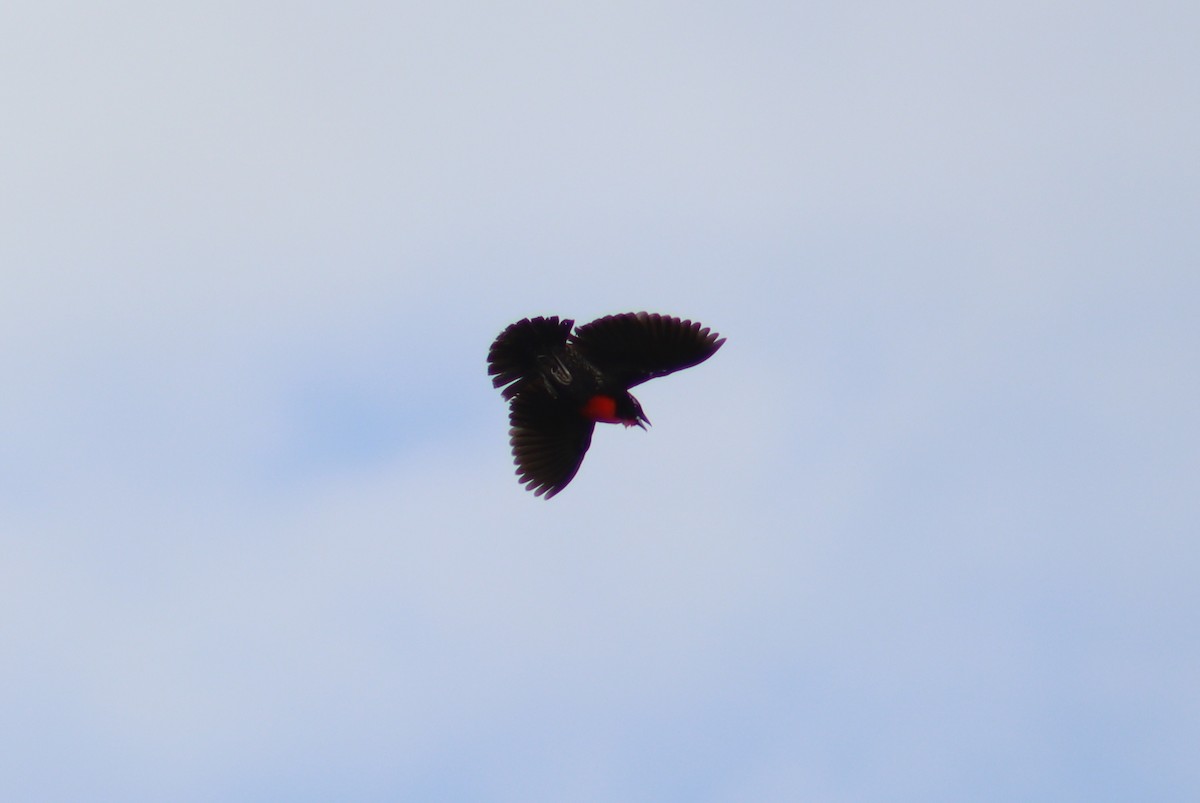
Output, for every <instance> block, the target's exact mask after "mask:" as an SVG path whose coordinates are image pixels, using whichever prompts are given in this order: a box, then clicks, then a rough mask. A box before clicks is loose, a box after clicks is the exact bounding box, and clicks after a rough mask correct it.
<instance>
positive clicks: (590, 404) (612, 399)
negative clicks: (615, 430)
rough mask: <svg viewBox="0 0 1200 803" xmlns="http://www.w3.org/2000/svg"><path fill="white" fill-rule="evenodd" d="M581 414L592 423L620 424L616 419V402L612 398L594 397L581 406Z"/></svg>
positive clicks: (606, 397)
mask: <svg viewBox="0 0 1200 803" xmlns="http://www.w3.org/2000/svg"><path fill="white" fill-rule="evenodd" d="M583 414H584V415H586V417H587V418H590V419H592V420H593V421H601V423H602V424H622V420H620V419H619V418H617V400H616V398H613V397H612V396H602V395H599V394H598V395H595V396H593V397H592V398H589V400H588V402H587V403H586V405H584V406H583Z"/></svg>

§ **INSTRUCTION**
Return every line of the items above that contains the string "evenodd", copying each line in full.

§ **TASK RESPONSE**
rough mask: <svg viewBox="0 0 1200 803" xmlns="http://www.w3.org/2000/svg"><path fill="white" fill-rule="evenodd" d="M581 414L592 423L620 424L616 419V402L612 398L594 397L581 406Z"/></svg>
mask: <svg viewBox="0 0 1200 803" xmlns="http://www.w3.org/2000/svg"><path fill="white" fill-rule="evenodd" d="M583 414H584V415H586V417H587V418H590V419H592V420H593V421H601V423H602V424H622V420H620V419H619V418H617V400H616V398H613V397H612V396H602V395H599V394H598V395H595V396H593V397H592V398H589V400H588V402H587V403H586V405H584V406H583Z"/></svg>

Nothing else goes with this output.